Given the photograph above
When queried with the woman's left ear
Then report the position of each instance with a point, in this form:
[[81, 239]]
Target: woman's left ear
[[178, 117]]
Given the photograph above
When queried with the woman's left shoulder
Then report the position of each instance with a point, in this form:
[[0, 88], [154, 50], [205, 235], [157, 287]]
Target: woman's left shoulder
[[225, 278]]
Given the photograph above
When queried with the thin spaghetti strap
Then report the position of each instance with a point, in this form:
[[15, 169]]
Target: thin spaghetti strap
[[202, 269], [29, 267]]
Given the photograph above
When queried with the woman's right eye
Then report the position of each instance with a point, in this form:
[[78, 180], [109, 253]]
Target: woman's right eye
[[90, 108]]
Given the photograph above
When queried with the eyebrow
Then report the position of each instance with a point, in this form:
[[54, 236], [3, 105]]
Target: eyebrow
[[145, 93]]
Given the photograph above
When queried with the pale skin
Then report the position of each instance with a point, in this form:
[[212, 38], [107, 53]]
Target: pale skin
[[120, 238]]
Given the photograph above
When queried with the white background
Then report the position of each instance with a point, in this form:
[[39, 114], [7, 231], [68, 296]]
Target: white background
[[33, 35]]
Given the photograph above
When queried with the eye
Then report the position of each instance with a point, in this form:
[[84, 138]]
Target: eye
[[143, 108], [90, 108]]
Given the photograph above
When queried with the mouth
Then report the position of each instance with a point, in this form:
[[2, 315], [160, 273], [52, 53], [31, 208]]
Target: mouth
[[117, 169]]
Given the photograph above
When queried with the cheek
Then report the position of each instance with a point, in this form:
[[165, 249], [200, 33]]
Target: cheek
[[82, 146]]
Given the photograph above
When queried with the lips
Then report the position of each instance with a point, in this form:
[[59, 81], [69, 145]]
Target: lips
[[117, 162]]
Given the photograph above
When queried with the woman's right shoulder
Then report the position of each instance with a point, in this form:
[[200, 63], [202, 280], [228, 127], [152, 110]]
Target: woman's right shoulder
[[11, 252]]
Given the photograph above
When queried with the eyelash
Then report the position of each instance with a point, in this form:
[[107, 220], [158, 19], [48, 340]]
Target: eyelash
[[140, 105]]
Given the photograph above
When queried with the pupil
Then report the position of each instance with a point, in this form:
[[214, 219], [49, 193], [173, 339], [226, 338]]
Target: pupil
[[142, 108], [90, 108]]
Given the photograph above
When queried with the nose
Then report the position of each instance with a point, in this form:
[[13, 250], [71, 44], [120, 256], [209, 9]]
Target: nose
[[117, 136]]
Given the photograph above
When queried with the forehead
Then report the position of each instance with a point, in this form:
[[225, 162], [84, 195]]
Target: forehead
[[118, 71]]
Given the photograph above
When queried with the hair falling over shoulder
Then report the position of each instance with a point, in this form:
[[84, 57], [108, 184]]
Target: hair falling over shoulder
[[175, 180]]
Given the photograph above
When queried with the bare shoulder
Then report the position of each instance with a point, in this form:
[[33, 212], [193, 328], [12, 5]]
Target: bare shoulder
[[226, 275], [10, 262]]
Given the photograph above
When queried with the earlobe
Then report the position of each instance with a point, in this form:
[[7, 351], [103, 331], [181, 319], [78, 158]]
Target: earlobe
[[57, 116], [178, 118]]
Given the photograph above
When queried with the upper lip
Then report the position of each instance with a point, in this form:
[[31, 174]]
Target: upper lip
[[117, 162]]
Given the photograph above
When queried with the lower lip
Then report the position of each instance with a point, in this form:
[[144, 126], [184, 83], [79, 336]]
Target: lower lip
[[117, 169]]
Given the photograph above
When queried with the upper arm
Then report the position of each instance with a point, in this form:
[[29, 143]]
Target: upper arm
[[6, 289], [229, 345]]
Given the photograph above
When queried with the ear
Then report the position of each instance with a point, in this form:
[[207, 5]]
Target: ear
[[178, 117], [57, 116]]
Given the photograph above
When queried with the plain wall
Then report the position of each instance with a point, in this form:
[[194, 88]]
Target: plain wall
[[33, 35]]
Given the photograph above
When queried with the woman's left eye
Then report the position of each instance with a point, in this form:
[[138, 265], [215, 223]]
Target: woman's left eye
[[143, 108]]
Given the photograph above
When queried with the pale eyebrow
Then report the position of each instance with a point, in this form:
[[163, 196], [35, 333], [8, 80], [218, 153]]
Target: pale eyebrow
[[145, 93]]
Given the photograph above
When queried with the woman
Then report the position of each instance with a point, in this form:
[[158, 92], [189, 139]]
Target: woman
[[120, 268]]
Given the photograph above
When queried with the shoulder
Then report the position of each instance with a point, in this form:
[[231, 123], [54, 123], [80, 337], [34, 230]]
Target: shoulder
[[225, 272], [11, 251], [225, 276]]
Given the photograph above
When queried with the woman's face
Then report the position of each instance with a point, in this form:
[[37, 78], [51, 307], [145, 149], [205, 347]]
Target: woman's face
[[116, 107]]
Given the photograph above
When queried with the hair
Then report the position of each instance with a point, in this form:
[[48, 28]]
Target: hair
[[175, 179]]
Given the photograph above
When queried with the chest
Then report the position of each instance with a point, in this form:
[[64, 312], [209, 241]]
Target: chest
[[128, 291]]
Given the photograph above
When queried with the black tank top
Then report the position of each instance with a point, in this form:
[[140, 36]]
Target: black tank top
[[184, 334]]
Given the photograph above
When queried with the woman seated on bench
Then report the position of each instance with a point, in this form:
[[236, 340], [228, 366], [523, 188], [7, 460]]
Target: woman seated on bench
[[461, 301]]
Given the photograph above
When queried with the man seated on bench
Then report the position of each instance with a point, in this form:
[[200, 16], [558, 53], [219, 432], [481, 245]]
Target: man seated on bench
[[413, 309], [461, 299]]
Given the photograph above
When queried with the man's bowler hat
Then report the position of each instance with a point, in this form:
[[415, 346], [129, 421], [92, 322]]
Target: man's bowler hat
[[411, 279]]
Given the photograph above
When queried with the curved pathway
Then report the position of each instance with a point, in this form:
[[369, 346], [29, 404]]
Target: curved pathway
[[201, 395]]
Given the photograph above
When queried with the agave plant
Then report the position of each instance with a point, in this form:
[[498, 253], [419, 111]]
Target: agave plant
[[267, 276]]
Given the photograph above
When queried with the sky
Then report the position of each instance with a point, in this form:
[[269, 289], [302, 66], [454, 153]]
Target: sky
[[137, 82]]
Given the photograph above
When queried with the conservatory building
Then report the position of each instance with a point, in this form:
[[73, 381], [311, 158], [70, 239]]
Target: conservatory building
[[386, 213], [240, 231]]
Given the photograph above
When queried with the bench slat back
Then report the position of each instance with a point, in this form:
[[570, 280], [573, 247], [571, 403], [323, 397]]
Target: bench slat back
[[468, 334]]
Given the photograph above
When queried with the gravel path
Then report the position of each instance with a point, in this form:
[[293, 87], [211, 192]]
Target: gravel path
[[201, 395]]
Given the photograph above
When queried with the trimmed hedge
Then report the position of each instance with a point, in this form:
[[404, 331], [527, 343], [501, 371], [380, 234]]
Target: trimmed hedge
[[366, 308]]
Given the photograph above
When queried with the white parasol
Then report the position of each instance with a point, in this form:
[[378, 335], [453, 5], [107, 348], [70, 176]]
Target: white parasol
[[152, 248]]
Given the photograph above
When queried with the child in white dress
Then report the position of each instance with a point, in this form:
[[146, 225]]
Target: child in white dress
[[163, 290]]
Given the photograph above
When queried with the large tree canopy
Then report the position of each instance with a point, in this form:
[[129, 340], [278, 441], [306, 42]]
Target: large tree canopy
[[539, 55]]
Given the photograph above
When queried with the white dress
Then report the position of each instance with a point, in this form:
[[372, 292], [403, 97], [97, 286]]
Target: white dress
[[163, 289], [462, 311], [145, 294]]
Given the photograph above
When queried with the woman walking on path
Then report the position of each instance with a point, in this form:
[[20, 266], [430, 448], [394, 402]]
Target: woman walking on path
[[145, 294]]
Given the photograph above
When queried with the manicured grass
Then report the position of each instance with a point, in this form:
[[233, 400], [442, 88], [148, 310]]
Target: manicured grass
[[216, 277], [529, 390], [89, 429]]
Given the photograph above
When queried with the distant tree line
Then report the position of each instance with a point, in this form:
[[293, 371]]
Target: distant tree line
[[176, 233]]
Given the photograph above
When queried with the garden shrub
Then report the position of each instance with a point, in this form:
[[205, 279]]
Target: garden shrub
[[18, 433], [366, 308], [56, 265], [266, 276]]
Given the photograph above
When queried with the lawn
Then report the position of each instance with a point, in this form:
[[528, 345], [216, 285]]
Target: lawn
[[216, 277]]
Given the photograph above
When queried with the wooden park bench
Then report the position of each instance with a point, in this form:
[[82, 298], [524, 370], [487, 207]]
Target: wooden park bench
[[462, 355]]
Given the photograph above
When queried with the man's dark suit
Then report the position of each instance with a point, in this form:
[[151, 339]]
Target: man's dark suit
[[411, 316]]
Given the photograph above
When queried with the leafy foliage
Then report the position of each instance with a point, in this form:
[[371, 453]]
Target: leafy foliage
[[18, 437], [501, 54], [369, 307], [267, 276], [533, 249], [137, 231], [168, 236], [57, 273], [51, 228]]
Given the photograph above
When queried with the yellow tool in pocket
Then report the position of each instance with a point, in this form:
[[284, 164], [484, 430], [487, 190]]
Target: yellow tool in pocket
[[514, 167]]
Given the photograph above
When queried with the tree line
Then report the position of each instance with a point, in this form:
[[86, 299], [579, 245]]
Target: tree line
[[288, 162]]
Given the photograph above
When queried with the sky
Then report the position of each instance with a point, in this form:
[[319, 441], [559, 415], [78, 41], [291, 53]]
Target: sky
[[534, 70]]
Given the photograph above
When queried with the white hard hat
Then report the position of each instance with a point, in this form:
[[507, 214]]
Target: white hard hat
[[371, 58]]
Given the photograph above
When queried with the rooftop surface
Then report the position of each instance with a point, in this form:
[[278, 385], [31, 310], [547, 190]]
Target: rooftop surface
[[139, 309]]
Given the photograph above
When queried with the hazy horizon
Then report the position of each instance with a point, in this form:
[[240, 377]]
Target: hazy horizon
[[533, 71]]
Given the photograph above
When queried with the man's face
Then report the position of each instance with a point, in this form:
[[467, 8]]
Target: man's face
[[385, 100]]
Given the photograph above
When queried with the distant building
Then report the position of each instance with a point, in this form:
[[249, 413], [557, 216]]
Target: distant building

+ + + +

▶ _Exercise prompt_
Output the lines of the records above as a JSON list of strings, one string per line and no blank lines, beginning at the first line and ending after the line that contains "[[82, 146]]".

▶ _Correct response_
[
  "Given the photograph above",
  "When queried with the woman's left ear",
  "Then report the position of each instance with a point, in this form:",
  "[[81, 239]]",
  "Target: woman's left ear",
  "[[178, 117]]",
  "Given the photograph above",
  "When queried with the woman's left shoulder",
  "Then report the position of each instance with a point, in this form:",
  "[[0, 88], [154, 50], [205, 235], [157, 287]]",
  "Target: woman's left shoulder",
  "[[225, 278]]",
  "Given the photograph above",
  "When queried with the thin spaghetti strap",
  "Then report the position of each instance with a point, in this form:",
  "[[15, 169]]",
  "Target: thin spaghetti strap",
  "[[202, 269], [29, 267]]",
  "Given the photograph above",
  "When queried with the woman's right eye",
  "Then report the position of each instance with a point, in this form:",
  "[[78, 180], [109, 253]]",
  "Target: woman's right eye",
  "[[90, 108]]",
  "Given the photograph above",
  "When queried with the eyebrow",
  "Then report the position of each instance with a point, in this form:",
  "[[54, 236], [3, 105]]",
  "Target: eyebrow",
  "[[145, 93]]",
  "Given the photograph above",
  "When queried with the pale skin",
  "Then report the position of each instance with a point, in this form:",
  "[[212, 38], [107, 53]]",
  "Target: pale skin",
  "[[120, 238]]",
  "Given the photograph above",
  "When queried with the white background",
  "Then report the position of each instance with a point, in this form:",
  "[[39, 114], [7, 231], [68, 296]]",
  "Target: white background",
  "[[33, 35]]",
  "Given the photograph above",
  "When queried with the eye",
  "Then report the position of each instance with a point, in this form:",
  "[[84, 138]]",
  "Target: eye",
  "[[143, 108], [90, 108]]",
  "Given the photograph above",
  "When queried with the mouth",
  "Then report the position of each instance with a point, in this form:",
  "[[2, 315], [160, 273], [52, 53], [31, 208]]",
  "Target: mouth",
  "[[117, 169]]",
  "Given the photograph above",
  "When queried with the cheek",
  "Then report the position of each instance with a point, in this form:",
  "[[165, 249], [200, 33]]",
  "Target: cheek",
  "[[82, 146]]"
]